Problem
Below are some records; return each one exactly.

** start of The data **

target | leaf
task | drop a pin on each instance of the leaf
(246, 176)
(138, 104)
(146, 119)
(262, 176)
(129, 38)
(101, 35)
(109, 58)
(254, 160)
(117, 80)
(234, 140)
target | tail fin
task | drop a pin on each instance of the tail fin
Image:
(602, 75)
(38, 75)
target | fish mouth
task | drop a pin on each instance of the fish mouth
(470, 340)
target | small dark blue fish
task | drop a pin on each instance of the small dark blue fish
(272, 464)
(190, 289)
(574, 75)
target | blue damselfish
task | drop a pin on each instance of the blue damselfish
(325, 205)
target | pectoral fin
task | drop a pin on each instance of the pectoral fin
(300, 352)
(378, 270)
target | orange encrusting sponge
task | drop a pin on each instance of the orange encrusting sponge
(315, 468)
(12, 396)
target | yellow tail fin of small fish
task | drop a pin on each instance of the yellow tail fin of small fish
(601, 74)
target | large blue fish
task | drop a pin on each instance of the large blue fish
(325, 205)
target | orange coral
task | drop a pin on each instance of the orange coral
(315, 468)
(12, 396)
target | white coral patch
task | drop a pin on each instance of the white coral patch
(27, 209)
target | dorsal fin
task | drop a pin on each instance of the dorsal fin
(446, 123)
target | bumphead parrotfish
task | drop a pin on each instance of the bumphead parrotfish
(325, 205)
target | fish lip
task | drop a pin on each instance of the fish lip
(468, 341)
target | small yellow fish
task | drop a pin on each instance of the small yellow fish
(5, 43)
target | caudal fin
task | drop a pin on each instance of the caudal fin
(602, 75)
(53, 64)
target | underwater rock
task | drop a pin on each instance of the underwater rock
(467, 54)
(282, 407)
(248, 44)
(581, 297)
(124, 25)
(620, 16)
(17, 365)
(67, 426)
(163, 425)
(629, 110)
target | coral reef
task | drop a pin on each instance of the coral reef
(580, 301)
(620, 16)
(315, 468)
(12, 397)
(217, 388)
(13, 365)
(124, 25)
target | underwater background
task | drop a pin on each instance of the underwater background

** end of The data **

Answer to this exercise
target | leaf
task | drop a pin on each instance of the leaf
(246, 176)
(138, 104)
(146, 119)
(262, 176)
(129, 38)
(101, 35)
(109, 58)
(254, 160)
(117, 80)
(234, 140)
target | tail fin
task | drop a pin on each instance of the tail fin
Image:
(602, 75)
(38, 75)
target | fish mouth
task | drop a pin on each instance of the fish mouth
(470, 340)
target | small dark blue fish
task | drop a pin on each instance of the small dark blue fish
(272, 464)
(190, 289)
(574, 75)
target | blue damselfish
task | drop a pin on each instance of the blue damselfish
(325, 205)
target | pectoral fin
task | drop a pin on each instance of the pectoral fin
(300, 352)
(378, 270)
target | orange encrusting sponge
task | drop a pin on each instance of the orange encrusting sponge
(315, 468)
(12, 396)
target | yellow tail fin of small fish
task | drop a pin on each instance of the yellow tail fin of small fish
(601, 74)
target | large blue fish
task | drop a pin on each instance of the large blue fish
(325, 205)
target | orange coral
task | drop a pin on each instance of the orange coral
(315, 468)
(12, 396)
target | white coral patch
task | drop a pin on each instance of the white coral patch
(27, 209)
target | dorsal fin
task | drop a pin on each instance of the dorsal fin
(446, 123)
target | bumphead parrotfish
task | drop a pin on each instance of the bumphead parrotfish
(325, 205)
target | fish lip
task | drop a pin on each instance of the fish lip
(468, 341)
target | small yellow fish
task | drop a pin on each instance of the small yellow fish
(5, 43)
target | caudal fin
task | drop a pin on each instance of the caudal fin
(602, 75)
(53, 64)
target | underwater rock
task | drop a pin on each instance of the underwater rock
(467, 54)
(282, 407)
(248, 44)
(581, 297)
(124, 25)
(620, 16)
(17, 365)
(67, 426)
(163, 425)
(629, 110)
target | coral reef
task | drop a pin on each instance of the coral reef
(580, 301)
(620, 16)
(315, 468)
(12, 397)
(217, 388)
(13, 365)
(124, 25)
target | underwater background
task | drop a pin on each instance of the underwater background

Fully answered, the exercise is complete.